[Dataset records]
☆ ☆ ☆ ☆ ☆ ☆ ☆
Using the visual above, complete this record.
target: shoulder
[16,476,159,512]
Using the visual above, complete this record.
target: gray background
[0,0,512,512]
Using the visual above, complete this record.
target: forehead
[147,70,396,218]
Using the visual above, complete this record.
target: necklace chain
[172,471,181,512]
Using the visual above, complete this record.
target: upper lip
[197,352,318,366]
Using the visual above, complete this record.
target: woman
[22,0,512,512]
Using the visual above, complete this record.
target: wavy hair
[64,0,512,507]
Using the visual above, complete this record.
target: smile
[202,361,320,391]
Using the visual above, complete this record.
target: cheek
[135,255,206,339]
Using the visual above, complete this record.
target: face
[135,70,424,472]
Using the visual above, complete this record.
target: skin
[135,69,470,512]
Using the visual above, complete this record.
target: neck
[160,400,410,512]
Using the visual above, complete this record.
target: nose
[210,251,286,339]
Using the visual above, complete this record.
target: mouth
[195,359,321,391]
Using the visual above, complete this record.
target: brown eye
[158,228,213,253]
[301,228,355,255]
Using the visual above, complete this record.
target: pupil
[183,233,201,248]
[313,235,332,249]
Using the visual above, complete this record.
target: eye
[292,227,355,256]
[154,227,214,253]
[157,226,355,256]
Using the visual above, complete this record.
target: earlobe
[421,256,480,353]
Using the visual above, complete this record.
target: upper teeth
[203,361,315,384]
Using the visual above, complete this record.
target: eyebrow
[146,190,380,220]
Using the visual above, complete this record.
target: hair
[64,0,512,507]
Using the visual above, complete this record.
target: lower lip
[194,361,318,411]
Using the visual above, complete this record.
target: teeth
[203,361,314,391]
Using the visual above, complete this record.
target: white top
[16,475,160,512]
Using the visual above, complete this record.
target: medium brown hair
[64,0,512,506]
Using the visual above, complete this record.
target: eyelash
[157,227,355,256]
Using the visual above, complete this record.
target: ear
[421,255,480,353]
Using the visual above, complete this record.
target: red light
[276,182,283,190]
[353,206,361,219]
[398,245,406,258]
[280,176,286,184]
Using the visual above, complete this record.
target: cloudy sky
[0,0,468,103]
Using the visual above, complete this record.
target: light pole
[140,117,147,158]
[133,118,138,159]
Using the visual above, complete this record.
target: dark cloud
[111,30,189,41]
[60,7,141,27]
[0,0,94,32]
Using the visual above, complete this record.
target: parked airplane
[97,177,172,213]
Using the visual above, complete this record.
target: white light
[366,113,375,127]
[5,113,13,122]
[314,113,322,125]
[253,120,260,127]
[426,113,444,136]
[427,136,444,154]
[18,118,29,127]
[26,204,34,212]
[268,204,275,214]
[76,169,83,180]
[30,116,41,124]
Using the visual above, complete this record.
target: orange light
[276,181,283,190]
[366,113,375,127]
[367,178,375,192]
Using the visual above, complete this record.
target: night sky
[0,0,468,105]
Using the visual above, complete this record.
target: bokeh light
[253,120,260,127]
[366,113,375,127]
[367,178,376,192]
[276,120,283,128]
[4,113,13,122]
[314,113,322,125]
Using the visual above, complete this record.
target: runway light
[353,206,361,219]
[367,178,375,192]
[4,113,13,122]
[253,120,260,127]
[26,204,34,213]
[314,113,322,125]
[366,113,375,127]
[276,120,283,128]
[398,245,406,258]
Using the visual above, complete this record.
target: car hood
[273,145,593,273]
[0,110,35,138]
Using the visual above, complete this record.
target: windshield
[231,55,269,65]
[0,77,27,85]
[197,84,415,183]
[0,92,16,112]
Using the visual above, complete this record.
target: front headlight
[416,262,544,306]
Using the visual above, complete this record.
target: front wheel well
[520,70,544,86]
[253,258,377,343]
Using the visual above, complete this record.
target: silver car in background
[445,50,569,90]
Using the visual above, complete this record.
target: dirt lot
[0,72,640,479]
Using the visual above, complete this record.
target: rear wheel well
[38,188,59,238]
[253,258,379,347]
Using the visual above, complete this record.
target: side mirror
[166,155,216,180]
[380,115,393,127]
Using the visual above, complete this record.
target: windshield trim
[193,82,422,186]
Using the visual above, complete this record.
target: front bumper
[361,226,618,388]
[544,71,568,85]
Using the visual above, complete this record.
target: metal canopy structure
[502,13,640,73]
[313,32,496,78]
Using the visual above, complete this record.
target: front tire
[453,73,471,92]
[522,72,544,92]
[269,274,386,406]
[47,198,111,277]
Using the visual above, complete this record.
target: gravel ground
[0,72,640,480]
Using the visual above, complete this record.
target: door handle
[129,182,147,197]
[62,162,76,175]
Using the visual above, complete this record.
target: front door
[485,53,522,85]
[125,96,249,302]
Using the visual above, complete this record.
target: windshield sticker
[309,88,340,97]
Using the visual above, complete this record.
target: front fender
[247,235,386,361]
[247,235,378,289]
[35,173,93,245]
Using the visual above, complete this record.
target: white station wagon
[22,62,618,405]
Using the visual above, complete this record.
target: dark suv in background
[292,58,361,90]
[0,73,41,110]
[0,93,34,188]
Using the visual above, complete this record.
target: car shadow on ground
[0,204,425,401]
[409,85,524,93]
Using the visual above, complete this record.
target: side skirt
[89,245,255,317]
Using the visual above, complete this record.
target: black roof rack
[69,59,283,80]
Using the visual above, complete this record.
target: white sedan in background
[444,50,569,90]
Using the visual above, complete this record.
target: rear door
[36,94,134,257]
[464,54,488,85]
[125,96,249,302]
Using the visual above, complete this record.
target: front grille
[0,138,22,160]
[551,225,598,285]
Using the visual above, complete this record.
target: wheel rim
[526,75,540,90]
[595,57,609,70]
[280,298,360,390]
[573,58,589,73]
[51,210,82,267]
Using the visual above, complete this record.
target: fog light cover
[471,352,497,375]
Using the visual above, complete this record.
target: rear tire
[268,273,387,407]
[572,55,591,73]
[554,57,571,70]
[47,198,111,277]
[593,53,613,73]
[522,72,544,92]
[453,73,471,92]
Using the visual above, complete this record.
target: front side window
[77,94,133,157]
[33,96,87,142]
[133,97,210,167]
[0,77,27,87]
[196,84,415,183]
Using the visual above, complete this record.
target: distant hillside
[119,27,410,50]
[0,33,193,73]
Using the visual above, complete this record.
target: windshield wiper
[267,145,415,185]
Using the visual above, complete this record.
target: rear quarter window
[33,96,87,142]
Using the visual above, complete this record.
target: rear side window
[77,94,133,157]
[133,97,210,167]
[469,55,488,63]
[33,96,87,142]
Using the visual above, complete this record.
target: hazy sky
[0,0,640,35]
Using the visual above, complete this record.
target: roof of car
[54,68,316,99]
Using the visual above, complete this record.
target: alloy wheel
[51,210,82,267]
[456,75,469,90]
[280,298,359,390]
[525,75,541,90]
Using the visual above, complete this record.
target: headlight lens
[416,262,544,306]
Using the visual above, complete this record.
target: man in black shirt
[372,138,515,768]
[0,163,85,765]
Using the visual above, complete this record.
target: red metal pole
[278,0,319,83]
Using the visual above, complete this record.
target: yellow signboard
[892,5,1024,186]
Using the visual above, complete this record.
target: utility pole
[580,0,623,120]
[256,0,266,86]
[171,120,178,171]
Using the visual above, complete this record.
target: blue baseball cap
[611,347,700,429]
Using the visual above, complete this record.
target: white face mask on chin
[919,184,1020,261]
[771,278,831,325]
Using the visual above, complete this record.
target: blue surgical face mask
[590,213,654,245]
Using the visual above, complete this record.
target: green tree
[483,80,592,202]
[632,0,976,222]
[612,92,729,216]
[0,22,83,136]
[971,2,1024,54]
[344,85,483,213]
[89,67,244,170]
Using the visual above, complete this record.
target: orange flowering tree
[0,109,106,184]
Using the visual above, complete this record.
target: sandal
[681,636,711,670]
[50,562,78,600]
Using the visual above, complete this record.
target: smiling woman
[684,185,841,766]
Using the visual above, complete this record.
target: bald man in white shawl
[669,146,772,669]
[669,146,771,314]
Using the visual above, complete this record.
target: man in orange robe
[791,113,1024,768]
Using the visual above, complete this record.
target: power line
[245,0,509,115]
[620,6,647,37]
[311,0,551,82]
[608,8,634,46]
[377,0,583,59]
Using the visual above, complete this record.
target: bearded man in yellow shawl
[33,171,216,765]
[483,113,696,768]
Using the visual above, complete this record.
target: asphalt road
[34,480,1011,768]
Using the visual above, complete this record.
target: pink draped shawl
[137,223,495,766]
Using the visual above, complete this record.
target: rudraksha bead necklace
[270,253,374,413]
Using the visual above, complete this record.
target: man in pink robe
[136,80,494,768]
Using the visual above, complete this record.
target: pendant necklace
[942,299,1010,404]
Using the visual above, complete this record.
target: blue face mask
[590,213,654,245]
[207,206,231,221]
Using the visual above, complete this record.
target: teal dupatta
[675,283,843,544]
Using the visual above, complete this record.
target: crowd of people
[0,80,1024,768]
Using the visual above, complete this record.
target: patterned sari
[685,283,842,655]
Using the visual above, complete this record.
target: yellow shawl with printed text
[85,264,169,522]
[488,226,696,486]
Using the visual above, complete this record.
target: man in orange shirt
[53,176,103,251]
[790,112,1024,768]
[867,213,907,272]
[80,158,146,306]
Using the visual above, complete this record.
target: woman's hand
☆ ☆ ☆ ☆ ☆ ☆ ☆
WHAT IS REQUIRED - Pick out every line in the dataset records above that contains the string "well", and copy each one.

FULL ANSWER -
target: front wheel well
target: rear wheel well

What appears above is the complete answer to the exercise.